Dataset records:

■ ■ ■

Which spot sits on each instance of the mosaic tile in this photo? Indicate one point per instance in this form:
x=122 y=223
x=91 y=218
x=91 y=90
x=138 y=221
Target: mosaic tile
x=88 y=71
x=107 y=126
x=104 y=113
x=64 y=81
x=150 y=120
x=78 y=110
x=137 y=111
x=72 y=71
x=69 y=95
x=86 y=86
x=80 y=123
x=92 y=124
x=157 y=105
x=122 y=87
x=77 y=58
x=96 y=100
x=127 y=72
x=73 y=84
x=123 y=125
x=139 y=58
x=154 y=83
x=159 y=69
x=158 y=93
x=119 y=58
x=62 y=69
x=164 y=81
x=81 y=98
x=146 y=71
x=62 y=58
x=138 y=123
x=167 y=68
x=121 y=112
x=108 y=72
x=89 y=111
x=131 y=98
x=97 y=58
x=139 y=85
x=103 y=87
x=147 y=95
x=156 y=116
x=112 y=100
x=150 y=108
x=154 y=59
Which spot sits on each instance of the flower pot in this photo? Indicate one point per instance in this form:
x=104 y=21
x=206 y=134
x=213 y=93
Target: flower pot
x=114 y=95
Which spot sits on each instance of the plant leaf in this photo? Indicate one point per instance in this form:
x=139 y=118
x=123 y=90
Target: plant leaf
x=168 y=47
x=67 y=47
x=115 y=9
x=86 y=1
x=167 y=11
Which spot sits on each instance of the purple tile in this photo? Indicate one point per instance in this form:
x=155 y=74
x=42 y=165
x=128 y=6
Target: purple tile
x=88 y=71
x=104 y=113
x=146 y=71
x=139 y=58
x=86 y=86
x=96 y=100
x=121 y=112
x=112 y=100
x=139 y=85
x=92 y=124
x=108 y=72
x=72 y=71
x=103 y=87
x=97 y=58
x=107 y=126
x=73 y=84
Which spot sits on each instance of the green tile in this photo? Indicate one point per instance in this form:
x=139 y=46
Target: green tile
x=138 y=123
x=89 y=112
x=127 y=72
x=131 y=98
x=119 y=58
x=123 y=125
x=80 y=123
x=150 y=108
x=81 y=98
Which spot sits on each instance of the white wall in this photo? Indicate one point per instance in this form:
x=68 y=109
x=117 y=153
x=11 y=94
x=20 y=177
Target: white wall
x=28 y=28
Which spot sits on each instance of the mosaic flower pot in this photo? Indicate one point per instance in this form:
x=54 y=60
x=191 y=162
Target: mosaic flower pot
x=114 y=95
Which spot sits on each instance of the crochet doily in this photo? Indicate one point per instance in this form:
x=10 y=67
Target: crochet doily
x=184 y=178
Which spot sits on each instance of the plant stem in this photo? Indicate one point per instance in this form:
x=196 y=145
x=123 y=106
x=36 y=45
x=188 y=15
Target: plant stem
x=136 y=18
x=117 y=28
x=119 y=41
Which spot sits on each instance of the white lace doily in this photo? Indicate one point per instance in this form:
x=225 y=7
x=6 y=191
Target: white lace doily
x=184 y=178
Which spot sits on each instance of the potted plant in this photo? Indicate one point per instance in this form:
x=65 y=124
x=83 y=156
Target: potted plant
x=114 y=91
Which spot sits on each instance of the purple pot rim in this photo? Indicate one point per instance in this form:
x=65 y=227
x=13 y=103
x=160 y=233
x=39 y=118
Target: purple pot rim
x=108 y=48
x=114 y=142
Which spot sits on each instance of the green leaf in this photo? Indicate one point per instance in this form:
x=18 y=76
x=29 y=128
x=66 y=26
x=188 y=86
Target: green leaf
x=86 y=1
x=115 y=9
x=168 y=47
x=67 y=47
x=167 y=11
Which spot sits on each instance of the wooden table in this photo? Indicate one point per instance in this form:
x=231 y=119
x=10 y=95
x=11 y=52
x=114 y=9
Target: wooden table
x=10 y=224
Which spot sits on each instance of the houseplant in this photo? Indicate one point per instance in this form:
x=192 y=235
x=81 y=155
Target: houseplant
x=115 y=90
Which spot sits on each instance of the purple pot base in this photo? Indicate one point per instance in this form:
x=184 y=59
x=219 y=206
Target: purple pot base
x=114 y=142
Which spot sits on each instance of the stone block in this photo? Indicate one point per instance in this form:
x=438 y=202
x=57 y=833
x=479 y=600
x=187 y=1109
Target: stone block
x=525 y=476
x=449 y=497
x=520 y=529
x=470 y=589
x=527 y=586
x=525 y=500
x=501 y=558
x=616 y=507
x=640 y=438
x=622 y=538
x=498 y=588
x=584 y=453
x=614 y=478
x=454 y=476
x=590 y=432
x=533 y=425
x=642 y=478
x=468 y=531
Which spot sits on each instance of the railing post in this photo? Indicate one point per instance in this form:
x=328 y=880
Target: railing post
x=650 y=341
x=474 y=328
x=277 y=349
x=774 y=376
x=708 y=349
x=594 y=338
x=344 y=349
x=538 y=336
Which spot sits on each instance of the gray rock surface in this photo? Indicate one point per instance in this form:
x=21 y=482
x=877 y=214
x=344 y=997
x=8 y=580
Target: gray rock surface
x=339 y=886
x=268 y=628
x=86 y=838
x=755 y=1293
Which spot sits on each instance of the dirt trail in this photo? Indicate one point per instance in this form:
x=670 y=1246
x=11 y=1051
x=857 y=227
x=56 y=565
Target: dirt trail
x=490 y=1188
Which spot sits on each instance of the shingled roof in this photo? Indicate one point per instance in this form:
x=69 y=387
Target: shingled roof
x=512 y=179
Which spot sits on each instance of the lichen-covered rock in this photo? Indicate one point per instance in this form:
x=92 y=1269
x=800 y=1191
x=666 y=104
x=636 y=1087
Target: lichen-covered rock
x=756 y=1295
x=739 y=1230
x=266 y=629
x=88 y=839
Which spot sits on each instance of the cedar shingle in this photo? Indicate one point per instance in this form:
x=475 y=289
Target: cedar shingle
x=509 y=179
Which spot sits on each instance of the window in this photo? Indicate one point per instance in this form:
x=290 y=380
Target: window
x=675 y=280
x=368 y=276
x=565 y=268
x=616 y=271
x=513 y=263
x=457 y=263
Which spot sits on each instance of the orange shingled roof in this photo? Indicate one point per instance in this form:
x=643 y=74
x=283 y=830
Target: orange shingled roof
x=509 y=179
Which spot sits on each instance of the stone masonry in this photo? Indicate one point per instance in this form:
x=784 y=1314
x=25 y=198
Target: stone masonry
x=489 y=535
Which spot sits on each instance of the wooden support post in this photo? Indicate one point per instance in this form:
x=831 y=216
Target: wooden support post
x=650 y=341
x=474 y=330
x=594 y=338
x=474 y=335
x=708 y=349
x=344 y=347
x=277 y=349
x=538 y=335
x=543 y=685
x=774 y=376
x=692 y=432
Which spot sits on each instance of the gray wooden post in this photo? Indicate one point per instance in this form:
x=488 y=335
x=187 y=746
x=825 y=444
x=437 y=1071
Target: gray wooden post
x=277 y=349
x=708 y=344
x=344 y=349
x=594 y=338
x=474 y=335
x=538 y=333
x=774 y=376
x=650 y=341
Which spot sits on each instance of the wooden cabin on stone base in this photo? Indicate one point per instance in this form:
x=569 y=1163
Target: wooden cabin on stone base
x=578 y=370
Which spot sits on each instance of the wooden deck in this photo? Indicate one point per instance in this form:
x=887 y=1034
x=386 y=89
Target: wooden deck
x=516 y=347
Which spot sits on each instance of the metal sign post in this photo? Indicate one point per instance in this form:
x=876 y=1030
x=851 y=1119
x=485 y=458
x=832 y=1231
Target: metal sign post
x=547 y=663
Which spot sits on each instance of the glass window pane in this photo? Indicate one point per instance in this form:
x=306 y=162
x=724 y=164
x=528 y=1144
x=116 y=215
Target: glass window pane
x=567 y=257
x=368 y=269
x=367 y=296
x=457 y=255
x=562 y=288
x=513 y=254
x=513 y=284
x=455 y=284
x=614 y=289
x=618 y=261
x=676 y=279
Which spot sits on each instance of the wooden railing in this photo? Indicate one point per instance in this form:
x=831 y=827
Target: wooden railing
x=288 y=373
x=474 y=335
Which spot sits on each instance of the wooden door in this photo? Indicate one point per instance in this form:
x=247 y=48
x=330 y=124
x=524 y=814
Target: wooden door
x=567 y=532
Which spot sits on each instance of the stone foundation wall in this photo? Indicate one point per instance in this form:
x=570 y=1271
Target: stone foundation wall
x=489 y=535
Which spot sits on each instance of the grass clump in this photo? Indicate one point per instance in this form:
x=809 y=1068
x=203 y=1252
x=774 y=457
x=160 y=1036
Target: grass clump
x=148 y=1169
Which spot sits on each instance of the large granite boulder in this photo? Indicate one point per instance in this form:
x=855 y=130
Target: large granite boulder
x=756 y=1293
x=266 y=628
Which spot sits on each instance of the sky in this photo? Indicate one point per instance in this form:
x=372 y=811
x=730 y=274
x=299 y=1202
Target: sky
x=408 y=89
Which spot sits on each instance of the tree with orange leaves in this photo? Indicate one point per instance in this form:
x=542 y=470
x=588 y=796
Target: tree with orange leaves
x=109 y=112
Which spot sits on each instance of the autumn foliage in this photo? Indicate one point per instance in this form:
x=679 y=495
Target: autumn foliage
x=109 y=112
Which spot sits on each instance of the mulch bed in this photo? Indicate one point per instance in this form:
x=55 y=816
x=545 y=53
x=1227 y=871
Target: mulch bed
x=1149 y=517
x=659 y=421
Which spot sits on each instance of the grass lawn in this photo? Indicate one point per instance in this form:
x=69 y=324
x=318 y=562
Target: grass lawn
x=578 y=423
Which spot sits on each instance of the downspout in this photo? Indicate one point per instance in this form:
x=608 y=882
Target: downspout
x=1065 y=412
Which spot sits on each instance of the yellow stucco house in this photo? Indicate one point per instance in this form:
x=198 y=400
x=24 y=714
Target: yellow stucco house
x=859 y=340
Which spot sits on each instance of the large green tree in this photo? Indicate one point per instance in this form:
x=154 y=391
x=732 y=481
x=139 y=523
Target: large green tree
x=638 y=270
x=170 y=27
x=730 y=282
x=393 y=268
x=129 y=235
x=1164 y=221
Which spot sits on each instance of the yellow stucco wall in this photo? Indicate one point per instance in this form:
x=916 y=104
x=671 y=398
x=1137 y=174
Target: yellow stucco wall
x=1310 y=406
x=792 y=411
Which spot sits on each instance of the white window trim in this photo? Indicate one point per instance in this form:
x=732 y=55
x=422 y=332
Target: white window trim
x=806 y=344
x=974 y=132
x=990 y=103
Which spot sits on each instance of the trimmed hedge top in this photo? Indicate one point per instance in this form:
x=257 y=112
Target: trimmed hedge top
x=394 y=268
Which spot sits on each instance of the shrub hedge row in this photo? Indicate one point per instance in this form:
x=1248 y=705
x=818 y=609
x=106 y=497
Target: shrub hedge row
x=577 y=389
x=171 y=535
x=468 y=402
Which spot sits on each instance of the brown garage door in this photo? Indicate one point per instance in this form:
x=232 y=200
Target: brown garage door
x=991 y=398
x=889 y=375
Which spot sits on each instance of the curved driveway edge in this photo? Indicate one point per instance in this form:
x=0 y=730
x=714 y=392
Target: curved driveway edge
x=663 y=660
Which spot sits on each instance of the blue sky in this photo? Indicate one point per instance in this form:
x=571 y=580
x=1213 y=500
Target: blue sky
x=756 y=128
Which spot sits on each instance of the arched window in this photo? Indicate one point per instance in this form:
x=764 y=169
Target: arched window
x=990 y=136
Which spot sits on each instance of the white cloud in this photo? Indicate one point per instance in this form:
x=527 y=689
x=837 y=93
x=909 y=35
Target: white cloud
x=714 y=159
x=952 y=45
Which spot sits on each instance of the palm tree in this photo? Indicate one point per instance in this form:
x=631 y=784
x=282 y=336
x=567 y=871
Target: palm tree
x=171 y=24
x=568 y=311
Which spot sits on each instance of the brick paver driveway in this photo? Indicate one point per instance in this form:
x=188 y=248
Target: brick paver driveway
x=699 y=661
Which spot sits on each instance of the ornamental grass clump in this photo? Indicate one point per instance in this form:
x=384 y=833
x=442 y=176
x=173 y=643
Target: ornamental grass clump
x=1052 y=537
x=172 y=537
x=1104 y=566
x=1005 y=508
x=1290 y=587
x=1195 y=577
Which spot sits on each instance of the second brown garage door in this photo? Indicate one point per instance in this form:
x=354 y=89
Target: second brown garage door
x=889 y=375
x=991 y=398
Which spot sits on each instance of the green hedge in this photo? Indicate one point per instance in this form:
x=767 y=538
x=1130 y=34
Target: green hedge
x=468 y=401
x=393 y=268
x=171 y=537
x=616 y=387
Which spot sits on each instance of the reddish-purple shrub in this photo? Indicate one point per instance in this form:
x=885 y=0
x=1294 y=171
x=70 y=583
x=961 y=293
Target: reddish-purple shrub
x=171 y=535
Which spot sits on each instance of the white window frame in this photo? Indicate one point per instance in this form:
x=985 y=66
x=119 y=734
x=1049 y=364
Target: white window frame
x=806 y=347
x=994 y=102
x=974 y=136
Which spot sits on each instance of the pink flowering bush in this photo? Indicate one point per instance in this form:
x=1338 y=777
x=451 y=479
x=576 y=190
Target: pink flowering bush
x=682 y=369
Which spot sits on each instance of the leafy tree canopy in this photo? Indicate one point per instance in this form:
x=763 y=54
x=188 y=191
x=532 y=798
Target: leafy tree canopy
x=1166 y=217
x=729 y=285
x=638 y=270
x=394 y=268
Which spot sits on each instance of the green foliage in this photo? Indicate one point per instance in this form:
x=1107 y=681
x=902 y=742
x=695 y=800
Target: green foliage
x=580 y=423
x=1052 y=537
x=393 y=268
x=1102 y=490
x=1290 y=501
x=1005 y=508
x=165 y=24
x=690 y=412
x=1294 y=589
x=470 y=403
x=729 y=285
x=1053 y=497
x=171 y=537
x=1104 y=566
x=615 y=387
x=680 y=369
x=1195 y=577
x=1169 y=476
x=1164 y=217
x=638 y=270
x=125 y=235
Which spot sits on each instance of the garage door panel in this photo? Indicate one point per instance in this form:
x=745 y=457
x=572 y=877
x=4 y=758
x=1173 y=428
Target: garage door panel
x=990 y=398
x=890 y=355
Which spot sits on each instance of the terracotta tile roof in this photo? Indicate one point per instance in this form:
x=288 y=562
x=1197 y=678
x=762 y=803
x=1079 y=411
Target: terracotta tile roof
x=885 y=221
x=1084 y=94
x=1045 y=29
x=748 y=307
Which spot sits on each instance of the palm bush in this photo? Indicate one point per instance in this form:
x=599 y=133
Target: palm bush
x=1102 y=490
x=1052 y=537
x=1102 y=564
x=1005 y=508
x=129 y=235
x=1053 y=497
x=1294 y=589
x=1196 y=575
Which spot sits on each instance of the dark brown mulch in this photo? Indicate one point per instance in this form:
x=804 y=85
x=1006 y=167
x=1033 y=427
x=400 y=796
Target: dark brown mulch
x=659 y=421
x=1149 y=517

■ ■ ■

- REQUIREMENT -
Print the lines of the listing above exactly as they appear, from the line with "Which spot sits on each instance of the gray wooden" up to and including the line with "x=516 y=347".

- IN RESPONSE -
Which spot sits on each instance of the gray wooden post in this photo? Indicate one point per instance in this form:
x=488 y=335
x=187 y=746
x=825 y=444
x=437 y=1071
Target: gray wooden post
x=277 y=349
x=708 y=344
x=344 y=349
x=594 y=338
x=474 y=335
x=538 y=333
x=774 y=376
x=650 y=341
Which spot sits on each instance of the wooden cabin on stone base in this photo? Indicate one point per instance in this form:
x=569 y=1163
Target: wooden cabin on stone base
x=578 y=370
Which spot sits on each instance of the wooden deck in this photo? Indicate one point per instance in this form:
x=887 y=1034
x=386 y=89
Target: wooden deck
x=516 y=347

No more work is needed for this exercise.